The problem: The entries follow. Copy every line in which "positive" appears.

Records provided section start

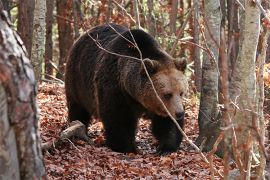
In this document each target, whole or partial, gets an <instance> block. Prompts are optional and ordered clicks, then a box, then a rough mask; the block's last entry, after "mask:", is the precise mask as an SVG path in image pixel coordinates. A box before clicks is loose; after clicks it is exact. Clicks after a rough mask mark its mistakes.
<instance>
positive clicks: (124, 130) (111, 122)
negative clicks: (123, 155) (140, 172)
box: [101, 107, 137, 153]
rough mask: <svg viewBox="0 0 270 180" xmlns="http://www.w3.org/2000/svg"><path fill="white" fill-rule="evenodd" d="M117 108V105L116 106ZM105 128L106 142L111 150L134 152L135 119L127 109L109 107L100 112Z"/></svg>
mask: <svg viewBox="0 0 270 180" xmlns="http://www.w3.org/2000/svg"><path fill="white" fill-rule="evenodd" d="M118 108H119V107H118ZM101 119H102V121H103V124H104V128H105V136H106V144H107V146H108V147H110V148H111V149H112V150H113V151H116V152H122V153H131V152H132V153H135V152H136V146H135V133H136V128H137V119H136V118H134V117H132V116H131V115H130V113H129V111H127V110H123V109H122V108H119V109H116V108H110V111H106V113H105V112H104V113H101Z"/></svg>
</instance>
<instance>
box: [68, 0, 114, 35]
mask: <svg viewBox="0 0 270 180" xmlns="http://www.w3.org/2000/svg"><path fill="white" fill-rule="evenodd" d="M111 5H112V4H111ZM80 9H81V4H80V2H78V0H73V19H74V34H75V36H74V39H77V38H78V37H79V36H80V32H79V21H80V20H81V19H80Z"/></svg>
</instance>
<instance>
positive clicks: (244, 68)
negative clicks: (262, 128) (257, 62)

Records provided section end

Output of the exercise:
positive clicks: (124, 130) (111, 122)
positive clicks: (244, 68)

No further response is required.